- **WHAT THE EXERCISE ASKS**
The data below holds a line containing "Target: rusty metal panel" and a line containing "Target: sandy soil"; please quote exactly those two lines and every line between them, and nothing else.

- **SOURCE INFORMATION**
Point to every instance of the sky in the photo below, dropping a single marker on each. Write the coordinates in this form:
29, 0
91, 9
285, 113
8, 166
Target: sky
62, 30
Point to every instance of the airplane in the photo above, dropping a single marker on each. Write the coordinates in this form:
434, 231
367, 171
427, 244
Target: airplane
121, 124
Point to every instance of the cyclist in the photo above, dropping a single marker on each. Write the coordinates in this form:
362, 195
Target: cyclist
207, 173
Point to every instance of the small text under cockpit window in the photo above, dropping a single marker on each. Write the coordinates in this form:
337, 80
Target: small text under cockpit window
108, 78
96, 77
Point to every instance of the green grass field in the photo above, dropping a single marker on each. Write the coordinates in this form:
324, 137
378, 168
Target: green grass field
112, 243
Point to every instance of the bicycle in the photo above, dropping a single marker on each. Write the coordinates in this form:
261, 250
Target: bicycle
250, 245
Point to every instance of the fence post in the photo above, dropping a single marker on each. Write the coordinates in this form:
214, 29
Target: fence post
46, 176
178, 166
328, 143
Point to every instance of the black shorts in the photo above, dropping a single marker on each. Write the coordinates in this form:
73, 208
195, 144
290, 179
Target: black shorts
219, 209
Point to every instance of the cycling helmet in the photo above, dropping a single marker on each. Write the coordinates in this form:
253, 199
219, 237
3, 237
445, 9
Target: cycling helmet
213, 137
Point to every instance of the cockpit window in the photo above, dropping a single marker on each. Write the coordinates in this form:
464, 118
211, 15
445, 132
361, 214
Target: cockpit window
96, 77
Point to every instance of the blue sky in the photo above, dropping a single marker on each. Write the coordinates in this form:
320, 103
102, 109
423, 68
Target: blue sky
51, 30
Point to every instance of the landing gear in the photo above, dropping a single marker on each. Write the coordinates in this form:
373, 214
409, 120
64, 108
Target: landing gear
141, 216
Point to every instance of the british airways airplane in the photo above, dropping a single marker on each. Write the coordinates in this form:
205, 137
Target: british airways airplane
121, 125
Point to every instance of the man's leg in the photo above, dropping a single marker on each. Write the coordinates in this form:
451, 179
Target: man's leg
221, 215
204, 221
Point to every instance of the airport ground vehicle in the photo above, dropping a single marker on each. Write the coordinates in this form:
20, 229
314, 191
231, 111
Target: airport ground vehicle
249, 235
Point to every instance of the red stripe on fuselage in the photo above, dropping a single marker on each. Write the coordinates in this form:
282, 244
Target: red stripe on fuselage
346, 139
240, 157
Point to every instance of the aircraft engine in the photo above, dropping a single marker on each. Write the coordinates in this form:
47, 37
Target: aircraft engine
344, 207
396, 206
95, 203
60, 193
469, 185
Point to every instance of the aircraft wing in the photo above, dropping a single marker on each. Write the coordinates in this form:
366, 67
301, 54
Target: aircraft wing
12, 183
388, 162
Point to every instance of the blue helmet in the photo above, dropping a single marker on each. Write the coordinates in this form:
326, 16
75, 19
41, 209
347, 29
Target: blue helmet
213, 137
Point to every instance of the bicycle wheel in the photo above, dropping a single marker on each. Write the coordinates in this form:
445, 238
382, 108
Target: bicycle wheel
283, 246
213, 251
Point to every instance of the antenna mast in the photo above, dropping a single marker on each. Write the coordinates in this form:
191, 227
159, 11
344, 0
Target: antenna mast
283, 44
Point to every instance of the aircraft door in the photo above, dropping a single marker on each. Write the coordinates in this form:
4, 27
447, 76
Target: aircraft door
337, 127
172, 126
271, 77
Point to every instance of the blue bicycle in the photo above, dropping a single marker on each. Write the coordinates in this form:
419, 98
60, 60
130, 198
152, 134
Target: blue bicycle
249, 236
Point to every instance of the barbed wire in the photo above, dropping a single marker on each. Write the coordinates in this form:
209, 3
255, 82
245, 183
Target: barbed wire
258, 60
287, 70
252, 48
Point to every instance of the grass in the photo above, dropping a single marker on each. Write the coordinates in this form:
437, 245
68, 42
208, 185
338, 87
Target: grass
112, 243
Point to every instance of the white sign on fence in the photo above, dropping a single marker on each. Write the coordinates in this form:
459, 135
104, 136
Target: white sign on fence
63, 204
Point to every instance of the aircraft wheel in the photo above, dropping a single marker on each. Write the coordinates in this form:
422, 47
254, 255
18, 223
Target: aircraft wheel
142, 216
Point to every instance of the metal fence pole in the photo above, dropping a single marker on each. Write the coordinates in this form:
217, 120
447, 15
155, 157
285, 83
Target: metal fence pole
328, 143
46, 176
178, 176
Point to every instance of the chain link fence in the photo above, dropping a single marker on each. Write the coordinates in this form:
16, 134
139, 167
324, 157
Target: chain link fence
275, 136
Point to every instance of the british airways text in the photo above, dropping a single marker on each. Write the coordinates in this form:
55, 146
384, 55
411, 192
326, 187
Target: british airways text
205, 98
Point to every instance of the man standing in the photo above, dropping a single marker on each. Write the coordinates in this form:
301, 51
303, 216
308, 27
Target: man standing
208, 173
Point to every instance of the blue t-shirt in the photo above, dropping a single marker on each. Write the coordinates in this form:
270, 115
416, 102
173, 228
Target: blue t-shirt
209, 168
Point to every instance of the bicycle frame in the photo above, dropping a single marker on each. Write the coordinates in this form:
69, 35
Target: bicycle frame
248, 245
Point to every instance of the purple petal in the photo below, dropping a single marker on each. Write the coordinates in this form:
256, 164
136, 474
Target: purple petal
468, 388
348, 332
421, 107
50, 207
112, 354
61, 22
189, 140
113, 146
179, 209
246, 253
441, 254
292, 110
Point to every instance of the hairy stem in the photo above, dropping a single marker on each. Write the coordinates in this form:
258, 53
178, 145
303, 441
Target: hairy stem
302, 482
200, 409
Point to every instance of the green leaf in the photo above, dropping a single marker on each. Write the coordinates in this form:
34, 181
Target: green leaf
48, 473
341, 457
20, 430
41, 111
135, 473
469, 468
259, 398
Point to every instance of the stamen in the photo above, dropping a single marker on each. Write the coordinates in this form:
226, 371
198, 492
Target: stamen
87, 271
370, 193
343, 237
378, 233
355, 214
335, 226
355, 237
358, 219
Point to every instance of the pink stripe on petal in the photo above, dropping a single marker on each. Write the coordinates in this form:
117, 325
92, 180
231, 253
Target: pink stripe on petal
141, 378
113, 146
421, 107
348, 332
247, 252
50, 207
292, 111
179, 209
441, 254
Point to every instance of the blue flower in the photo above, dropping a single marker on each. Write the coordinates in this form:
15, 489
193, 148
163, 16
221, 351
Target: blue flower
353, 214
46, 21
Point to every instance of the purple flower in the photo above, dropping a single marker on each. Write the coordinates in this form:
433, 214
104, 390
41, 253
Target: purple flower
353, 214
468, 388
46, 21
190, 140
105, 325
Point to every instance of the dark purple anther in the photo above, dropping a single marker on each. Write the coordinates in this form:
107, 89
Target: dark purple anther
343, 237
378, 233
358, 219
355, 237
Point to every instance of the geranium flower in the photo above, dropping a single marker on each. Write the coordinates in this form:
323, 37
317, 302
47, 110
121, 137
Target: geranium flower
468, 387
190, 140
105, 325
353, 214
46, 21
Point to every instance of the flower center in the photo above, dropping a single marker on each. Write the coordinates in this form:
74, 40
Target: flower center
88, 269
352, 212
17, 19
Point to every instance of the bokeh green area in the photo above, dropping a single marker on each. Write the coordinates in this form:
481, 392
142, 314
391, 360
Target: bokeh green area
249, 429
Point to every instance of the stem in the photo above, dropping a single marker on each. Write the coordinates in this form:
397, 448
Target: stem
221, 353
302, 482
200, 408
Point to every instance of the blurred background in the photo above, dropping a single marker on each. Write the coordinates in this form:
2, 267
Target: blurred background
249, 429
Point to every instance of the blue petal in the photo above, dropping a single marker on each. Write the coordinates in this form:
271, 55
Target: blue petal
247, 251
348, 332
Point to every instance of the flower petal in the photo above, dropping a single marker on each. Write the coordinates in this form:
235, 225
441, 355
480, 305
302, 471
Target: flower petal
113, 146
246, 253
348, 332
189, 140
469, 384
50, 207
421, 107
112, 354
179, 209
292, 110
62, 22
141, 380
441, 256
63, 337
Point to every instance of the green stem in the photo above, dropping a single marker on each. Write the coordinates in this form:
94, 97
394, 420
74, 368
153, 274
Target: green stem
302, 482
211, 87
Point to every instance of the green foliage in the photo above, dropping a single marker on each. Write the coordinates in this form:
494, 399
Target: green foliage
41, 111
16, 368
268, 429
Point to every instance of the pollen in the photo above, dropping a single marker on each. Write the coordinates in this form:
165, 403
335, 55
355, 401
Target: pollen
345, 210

==

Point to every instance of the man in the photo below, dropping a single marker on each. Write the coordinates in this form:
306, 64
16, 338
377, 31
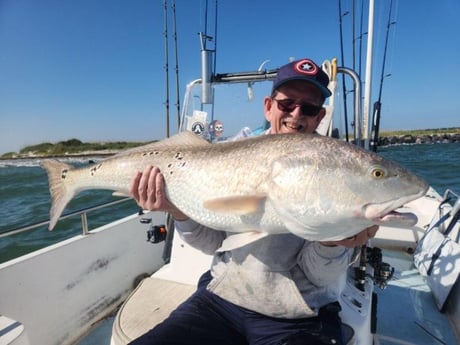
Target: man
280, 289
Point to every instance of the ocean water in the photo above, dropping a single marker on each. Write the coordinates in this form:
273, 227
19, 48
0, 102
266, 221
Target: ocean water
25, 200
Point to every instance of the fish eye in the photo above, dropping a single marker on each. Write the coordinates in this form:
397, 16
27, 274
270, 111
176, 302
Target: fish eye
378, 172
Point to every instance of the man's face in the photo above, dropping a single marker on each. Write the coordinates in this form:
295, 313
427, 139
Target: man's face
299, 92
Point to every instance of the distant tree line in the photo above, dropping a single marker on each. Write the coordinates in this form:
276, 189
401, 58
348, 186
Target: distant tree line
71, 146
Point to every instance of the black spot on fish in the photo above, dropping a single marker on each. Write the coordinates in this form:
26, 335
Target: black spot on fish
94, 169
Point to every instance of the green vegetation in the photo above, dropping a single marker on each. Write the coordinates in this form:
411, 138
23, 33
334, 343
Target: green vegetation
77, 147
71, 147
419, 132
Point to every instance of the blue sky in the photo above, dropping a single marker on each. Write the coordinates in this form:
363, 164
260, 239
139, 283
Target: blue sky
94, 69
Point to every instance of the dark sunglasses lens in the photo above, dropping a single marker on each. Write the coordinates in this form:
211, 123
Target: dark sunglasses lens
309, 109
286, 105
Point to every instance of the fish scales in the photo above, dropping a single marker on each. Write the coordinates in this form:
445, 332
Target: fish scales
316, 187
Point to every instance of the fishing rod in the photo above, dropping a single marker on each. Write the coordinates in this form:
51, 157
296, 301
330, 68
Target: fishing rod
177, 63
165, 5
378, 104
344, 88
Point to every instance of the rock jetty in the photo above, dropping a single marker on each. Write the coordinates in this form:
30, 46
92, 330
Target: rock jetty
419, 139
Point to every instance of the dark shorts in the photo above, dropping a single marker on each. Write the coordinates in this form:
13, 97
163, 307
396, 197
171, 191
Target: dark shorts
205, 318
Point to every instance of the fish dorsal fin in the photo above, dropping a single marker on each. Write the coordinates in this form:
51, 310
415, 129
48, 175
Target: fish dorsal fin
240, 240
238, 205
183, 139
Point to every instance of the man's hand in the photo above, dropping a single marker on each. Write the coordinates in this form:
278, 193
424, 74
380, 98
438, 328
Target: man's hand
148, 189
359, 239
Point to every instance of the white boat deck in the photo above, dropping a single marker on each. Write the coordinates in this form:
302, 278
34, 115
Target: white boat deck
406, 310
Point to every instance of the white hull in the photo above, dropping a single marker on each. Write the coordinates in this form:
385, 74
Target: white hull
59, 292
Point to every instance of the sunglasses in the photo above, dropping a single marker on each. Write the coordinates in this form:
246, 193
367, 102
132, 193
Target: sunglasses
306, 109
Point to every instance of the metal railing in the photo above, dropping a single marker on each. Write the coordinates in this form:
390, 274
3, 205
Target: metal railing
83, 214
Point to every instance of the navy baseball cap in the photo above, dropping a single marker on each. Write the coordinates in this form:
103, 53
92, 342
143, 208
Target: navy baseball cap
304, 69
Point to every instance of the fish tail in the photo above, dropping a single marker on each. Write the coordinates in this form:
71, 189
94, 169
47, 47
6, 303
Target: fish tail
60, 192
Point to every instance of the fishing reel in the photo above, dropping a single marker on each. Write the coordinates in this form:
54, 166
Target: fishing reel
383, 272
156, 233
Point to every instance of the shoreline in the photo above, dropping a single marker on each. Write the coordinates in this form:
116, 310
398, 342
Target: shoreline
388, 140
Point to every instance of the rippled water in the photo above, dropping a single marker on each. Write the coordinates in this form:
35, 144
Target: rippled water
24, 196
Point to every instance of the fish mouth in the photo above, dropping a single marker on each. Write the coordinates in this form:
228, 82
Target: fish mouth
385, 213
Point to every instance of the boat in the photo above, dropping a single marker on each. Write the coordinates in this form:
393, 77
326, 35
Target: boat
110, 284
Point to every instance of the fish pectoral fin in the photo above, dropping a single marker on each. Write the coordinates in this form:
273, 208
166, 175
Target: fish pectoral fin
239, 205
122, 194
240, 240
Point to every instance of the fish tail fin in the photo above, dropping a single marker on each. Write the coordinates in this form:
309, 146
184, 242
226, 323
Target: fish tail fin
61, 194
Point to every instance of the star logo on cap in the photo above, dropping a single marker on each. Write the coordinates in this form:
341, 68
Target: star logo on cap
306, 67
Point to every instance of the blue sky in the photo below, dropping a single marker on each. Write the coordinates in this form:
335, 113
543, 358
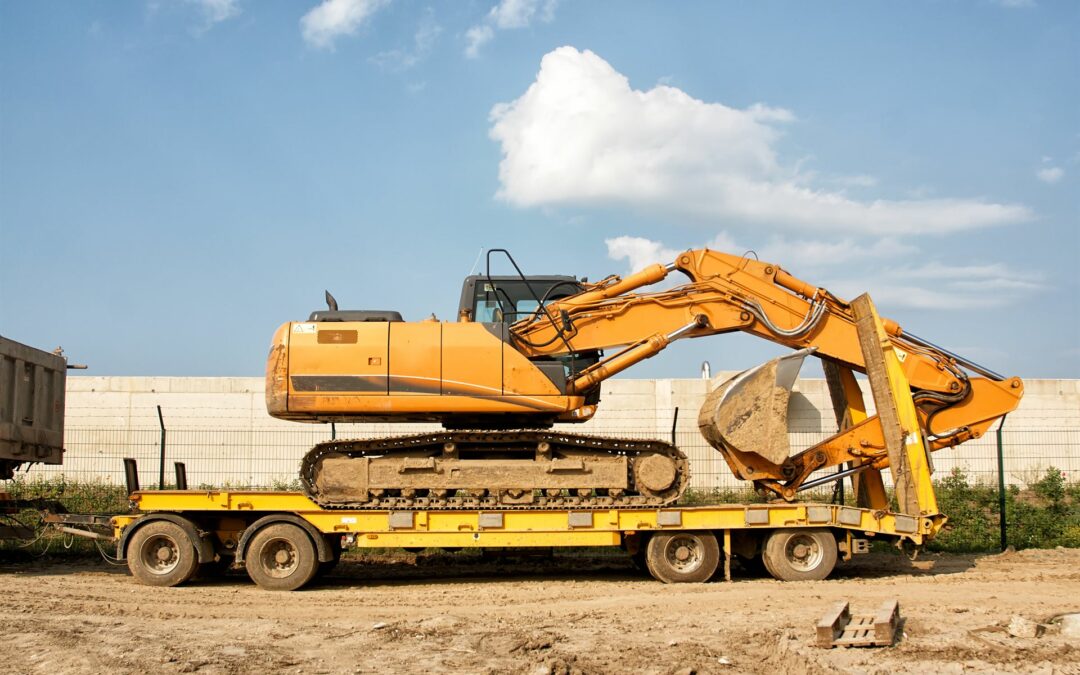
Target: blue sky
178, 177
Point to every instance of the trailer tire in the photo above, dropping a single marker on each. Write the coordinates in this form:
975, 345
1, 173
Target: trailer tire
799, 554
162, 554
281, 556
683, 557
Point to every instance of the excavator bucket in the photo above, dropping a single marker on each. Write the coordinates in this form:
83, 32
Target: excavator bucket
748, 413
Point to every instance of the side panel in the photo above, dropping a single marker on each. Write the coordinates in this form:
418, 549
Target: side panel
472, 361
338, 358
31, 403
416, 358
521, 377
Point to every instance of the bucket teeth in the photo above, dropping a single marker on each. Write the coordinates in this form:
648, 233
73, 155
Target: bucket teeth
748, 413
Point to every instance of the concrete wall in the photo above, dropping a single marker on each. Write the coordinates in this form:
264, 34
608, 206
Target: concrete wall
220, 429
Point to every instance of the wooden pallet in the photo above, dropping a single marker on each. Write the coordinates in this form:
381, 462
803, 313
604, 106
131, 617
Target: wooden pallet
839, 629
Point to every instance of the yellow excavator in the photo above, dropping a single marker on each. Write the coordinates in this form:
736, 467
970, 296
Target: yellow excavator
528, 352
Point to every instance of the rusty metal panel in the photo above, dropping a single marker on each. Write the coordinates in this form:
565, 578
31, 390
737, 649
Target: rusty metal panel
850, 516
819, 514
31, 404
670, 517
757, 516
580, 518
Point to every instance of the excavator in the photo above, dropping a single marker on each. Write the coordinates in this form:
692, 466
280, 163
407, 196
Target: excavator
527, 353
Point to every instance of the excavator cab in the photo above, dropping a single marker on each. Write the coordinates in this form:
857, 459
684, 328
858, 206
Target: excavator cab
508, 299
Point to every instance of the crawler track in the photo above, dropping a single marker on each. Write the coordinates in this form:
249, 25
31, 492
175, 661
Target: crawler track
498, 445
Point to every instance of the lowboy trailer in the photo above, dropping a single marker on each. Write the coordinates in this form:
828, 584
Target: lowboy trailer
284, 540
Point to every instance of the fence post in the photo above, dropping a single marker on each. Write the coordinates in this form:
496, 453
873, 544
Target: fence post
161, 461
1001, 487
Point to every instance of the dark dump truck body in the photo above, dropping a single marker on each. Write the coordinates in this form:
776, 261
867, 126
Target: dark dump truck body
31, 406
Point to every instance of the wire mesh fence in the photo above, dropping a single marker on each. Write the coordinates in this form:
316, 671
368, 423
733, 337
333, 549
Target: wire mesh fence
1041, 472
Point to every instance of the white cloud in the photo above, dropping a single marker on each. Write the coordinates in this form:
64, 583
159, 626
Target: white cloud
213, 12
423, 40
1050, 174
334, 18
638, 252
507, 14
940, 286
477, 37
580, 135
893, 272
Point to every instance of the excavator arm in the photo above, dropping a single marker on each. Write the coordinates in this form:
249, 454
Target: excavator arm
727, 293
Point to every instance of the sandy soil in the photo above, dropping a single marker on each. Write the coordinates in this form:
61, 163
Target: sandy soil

---

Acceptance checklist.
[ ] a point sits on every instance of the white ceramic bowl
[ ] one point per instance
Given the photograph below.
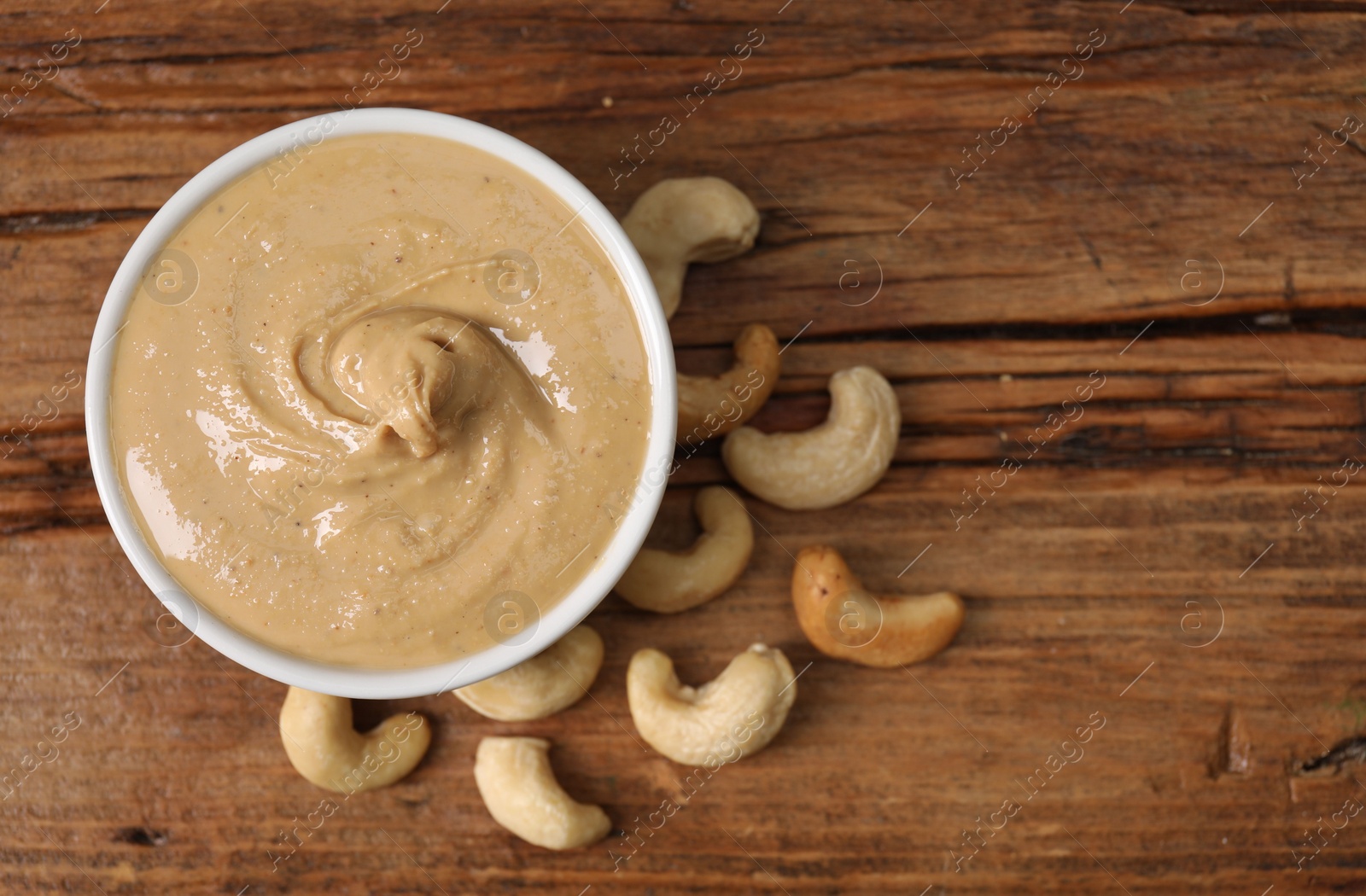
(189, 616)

- **SOLUTION**
Target: rusty metal panel
850, 516
819, 514
31, 404
670, 517
757, 516
580, 518
Point to every instance of the excavator in the photo above, dropping a single marker on each. Write the coordinates in this form:
692, 466
280, 163
407, 196
Target: excavator
527, 353
Point to every instance of the excavator cab in the photo above, dropping a single marker on each. Write the coordinates in this form:
857, 459
684, 328
858, 206
Target: excavator cab
508, 299
Point to every instance of the crawler track in the photo above, dropping a single marker on each. Write the coordinates in this form:
249, 25
31, 492
175, 661
Target: crawler track
498, 445
Point to every instance of the lowboy trailer in the photo above, dropping a single marker on each. Write the coordinates in this form:
828, 584
Target: lowboy trailer
284, 540
Point to every instance of the fence post in the photo above, dropping a single marker on each. Write the coordinates in this form:
496, 453
873, 544
Target: fence post
161, 461
1001, 487
Point to every instance of the dark dump truck body in the photo above, dropping a single marker on each. Write the coordinates in this form:
776, 261
867, 126
Target: dark dump truck body
31, 406
Point to every instance of the wire mesh fence in the photo above, dropping a single marker on each. Write the coordinates in this form:
316, 671
368, 423
733, 337
333, 549
Target: wire mesh fence
1041, 472
Point to every instance of the white cloud in the photo above, dropping a single marker on each. Write the coordinates in this form:
64, 583
159, 626
Target: white cloud
213, 12
423, 40
1050, 174
334, 18
638, 252
507, 14
940, 286
477, 37
580, 135
893, 272
Point to every instance of the excavator arm in the photo above, dropping a single marker on each. Write the coordinates in this form:
249, 454
Target: excavator arm
727, 293
Point to every instance of the sandy soil in the photo above, dropping a single marker on each. Write the coordinates in this form:
61, 163
Target: sandy soil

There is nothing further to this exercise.